Write out all the data below exactly.

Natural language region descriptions
[Start of Attachment]

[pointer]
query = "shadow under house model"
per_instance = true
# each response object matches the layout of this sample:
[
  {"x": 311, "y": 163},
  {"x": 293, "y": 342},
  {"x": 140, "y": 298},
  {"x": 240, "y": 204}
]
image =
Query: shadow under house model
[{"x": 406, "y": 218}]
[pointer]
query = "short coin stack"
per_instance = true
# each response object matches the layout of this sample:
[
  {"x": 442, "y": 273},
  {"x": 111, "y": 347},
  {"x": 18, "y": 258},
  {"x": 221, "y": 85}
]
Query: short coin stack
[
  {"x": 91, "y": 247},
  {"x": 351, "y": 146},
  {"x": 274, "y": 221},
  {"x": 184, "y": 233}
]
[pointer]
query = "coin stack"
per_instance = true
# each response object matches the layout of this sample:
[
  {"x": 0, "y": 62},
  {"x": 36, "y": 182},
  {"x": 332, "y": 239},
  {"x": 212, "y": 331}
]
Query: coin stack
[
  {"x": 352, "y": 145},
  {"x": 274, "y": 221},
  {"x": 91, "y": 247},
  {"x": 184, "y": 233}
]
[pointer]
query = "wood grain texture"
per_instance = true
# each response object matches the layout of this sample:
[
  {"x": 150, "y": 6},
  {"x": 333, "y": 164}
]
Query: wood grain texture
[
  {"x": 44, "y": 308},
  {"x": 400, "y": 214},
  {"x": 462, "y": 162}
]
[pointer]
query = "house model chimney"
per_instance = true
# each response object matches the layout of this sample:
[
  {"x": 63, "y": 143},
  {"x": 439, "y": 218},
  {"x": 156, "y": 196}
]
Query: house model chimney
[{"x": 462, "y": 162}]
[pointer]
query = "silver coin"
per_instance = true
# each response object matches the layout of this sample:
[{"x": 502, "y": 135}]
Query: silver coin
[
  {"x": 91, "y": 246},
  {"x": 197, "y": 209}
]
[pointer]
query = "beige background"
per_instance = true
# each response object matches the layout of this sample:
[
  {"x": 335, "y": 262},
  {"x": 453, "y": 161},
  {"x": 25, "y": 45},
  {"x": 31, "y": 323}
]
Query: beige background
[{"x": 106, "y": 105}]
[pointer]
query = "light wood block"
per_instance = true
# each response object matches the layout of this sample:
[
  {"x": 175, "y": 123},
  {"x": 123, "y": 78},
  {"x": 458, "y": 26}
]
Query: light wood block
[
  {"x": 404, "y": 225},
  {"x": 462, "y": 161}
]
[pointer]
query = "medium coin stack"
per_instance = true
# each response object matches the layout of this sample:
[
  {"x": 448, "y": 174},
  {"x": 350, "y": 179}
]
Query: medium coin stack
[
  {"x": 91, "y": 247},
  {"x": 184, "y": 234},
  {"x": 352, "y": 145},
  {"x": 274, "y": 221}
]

[End of Attachment]

▸ EXERCISE SOLUTION
[pointer]
query = "shadow under house model"
per_instance = true
# each response object matches the layout of this sample:
[
  {"x": 311, "y": 163},
  {"x": 293, "y": 342},
  {"x": 140, "y": 298},
  {"x": 240, "y": 204}
]
image =
Query: shadow under house model
[{"x": 406, "y": 218}]
[pointer]
query = "short coin stack"
per_instance = true
# each response object matches the layout of this sample:
[
  {"x": 442, "y": 273},
  {"x": 111, "y": 347},
  {"x": 18, "y": 258},
  {"x": 221, "y": 85}
]
Query: short coin stack
[
  {"x": 91, "y": 247},
  {"x": 351, "y": 146},
  {"x": 274, "y": 221},
  {"x": 184, "y": 233}
]
[pointer]
query = "coin stack"
per_instance = true
# each response object matches the layout of this sample:
[
  {"x": 0, "y": 62},
  {"x": 36, "y": 182},
  {"x": 332, "y": 239},
  {"x": 212, "y": 331}
]
Query: coin stack
[
  {"x": 352, "y": 145},
  {"x": 274, "y": 221},
  {"x": 91, "y": 247},
  {"x": 184, "y": 233}
]
[pointer]
query = "wood grain texture"
per_instance = true
# each response object matches the layout of this sample:
[
  {"x": 150, "y": 6},
  {"x": 333, "y": 164}
]
Query: wood grain texture
[
  {"x": 44, "y": 308},
  {"x": 400, "y": 214},
  {"x": 462, "y": 162}
]
[pointer]
query = "house model chimney"
per_instance = true
# each response object matches the layout of this sample:
[
  {"x": 63, "y": 143},
  {"x": 439, "y": 218},
  {"x": 156, "y": 196}
]
Query: house model chimney
[{"x": 462, "y": 162}]
[pointer]
query = "silver coin"
per_instance = true
# each response object matches the layout of this sample:
[{"x": 502, "y": 135}]
Query: silver coin
[
  {"x": 91, "y": 246},
  {"x": 197, "y": 209}
]
[pointer]
query = "beige background"
per_instance = true
# each response object matches the layout of this sample:
[
  {"x": 335, "y": 262},
  {"x": 453, "y": 161},
  {"x": 25, "y": 45},
  {"x": 31, "y": 323}
]
Query: beige background
[{"x": 106, "y": 105}]
[pointer]
query = "light wood block"
per_instance = true
# each response object matches the layout of this sample:
[
  {"x": 175, "y": 123},
  {"x": 123, "y": 78},
  {"x": 458, "y": 26}
]
Query: light wood block
[
  {"x": 404, "y": 225},
  {"x": 462, "y": 161}
]
[pointer]
query = "medium coin stack"
per_instance = true
# each response object matches the layout of this sample:
[
  {"x": 448, "y": 174},
  {"x": 350, "y": 179}
]
Query: medium coin stack
[
  {"x": 91, "y": 247},
  {"x": 184, "y": 234},
  {"x": 352, "y": 145},
  {"x": 274, "y": 221}
]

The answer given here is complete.